◆ EXTRAIT FOURNI ◆

JR : Je vois bien qu'elles sont peintes, à l'intérieur, mais je ne vois pas d'occupants. Je voulais dire qu'elles ne sont pas habitées.
B.B. : Ce ne sont pas des maisons de poupées ! Ce sont des lieux pour se poser, poser son esprit.
JR : J'ai bien compris que ce ne sont pas des jouets !
B.B. : Elles sont vides, pour que chacun cherche à l'intérieur. Tout ce qui est peintures, tout ce qui est à l'extérieur de ces refuges et même ce qui est sur les façades du refuge, laisse le milieu vide.
JR : Mais, moi, je n'ai jamais pensé que mon intérieur, (celui de ma maison bien sûr) soit vide ! Je le vois tellement bouillonnant, que cela me paraît bizarre que vos maisons soient vides !
Vous allez m'objecter qu'elles ne sont pas vides, qu'elles ont des peintures à l'intérieur. Mais l'idée que vous entourez votre intérieur me semble paradoxal.
B.B. : C'est aussi toute la vie qui est à l'extérieur, dans ce monde humain. A l'intérieur de nous-mêmes, nous avons toutes nos projections. Mais au fond, au fond, c'est vide ! Du moins, est-ce mon idée !!
JR : Nous pourrions, en effet, épiloguer à l'infini !
Mais venons-en à la question traditionnelle : Y a-t-il d'autres thèmes dont vous auriez aimé parler et que nous n'avons pas abordés ? Des questions que vous auriez aimé entendre et que je n'ai pas posées ? Et surtout, venons-en à vos sculptures ! C'est apparemment une toute autre démarche, et une toute autre facture ?
B.B. : Oui.
JR : Ce sont tous des saints ? Des personnages religieux ?
B.B. : Noooon ! Non non !!! Ce sont des petits enfants. Il est vrai que, quand j'ai commencé cette idée de faire ces sculptures en grands formats, je suis beaucoup partie de l'Art roman. J'ai parcouru le chemin de Compostelle. Donc, l'Art roman, les Vierges à l'Enfant. Je suis partie de cette iconographie que je trouve très belle.
JR : Oui, l'Art roman est magnifique. Je suis poitevine, région d'Art roman !

◆ DONNÉES FOURNIES ◆

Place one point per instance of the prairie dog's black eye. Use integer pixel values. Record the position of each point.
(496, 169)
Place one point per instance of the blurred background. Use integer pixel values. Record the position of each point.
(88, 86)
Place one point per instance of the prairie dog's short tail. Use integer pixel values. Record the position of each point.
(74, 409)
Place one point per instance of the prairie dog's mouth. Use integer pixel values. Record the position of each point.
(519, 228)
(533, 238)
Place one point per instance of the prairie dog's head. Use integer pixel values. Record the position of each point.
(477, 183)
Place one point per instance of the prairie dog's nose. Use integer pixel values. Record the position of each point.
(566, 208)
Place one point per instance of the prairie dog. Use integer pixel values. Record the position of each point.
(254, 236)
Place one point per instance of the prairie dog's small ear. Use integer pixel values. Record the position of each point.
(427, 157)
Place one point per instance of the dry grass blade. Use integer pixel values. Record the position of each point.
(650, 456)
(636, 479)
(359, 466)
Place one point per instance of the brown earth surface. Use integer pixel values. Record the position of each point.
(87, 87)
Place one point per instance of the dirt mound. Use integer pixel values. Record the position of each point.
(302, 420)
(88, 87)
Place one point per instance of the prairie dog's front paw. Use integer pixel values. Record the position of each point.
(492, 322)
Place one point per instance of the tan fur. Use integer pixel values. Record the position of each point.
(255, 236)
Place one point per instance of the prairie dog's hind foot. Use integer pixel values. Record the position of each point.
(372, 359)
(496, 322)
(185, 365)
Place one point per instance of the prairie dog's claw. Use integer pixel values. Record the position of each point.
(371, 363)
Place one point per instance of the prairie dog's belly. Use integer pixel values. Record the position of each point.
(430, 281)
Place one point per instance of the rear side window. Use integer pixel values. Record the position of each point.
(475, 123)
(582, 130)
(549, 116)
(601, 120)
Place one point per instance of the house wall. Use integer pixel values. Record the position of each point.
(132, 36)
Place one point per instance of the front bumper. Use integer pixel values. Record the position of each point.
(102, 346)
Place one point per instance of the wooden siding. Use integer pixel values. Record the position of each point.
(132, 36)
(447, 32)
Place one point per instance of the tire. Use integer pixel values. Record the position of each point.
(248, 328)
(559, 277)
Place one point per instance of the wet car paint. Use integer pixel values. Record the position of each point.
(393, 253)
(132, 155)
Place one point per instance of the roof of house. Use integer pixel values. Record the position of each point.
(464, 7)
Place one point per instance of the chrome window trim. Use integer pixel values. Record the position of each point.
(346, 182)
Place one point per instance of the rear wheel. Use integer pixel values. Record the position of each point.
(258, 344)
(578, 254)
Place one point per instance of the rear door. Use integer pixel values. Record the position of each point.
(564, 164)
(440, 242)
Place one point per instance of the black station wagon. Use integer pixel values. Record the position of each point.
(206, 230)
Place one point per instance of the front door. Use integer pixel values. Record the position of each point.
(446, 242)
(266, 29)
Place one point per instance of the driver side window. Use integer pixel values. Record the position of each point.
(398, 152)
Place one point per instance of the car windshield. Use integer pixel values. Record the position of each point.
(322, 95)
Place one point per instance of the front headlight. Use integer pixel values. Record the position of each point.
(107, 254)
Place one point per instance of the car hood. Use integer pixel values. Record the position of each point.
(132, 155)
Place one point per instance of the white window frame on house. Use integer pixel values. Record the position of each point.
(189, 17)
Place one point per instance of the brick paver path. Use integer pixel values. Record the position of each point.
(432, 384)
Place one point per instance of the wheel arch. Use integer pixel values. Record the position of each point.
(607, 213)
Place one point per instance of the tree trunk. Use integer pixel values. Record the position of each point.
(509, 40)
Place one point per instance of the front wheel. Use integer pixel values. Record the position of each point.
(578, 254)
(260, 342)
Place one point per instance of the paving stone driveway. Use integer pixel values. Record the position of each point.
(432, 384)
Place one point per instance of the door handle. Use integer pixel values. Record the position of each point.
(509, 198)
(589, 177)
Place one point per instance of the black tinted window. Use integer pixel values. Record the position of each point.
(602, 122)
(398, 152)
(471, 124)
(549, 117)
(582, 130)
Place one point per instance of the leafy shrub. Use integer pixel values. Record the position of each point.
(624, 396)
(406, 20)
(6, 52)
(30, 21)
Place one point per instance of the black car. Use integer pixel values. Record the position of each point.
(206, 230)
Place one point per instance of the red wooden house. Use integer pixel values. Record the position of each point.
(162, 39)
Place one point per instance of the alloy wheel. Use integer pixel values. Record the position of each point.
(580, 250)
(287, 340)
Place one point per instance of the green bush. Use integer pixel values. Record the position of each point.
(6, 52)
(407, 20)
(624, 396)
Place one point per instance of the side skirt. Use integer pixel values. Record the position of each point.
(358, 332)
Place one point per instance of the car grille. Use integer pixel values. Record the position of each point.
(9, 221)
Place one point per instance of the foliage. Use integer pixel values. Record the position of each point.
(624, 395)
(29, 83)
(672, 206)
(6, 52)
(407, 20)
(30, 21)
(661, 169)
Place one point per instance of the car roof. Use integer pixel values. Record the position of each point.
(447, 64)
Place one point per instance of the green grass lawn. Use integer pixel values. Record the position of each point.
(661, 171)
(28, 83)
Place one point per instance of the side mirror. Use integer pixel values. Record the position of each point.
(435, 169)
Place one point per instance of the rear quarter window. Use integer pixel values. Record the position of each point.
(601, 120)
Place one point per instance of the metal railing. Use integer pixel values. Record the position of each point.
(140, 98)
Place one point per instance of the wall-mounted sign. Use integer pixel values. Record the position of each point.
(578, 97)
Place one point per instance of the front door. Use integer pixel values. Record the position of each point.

◆ À FAIRE ◆
Renvoyez tel quel le passage de l'entretien situé entre « JR : Nous pourrions, en » et « d'Art roman ! », bornes comprises.

◆ RÉSULTAT ◆
JR : Nous pourrions, en effet, épiloguer à l'infini !
Mais venons-en à la question traditionnelle : Y a-t-il d'autres thèmes dont vous auriez aimé parler et que nous n'avons pas abordés ? Des questions que vous auriez aimé entendre et que je n'ai pas posées ? Et surtout, venons-en à vos sculptures ! C'est apparemment une toute autre démarche, et une toute autre facture ?
B.B. : Oui.
JR : Ce sont tous des saints ? Des personnages religieux ?
B.B. : Noooon ! Non non !!! Ce sont des petits enfants. Il est vrai que, quand j'ai commencé cette idée de faire ces sculptures en grands formats, je suis beaucoup partie de l'Art roman. J'ai parcouru le chemin de Compostelle. Donc, l'Art roman, les Vierges à l'Enfant. Je suis partie de cette iconographie que je trouve très belle.
JR : Oui, l'Art roman est magnifique. Je suis poitevine, région d'Art roman !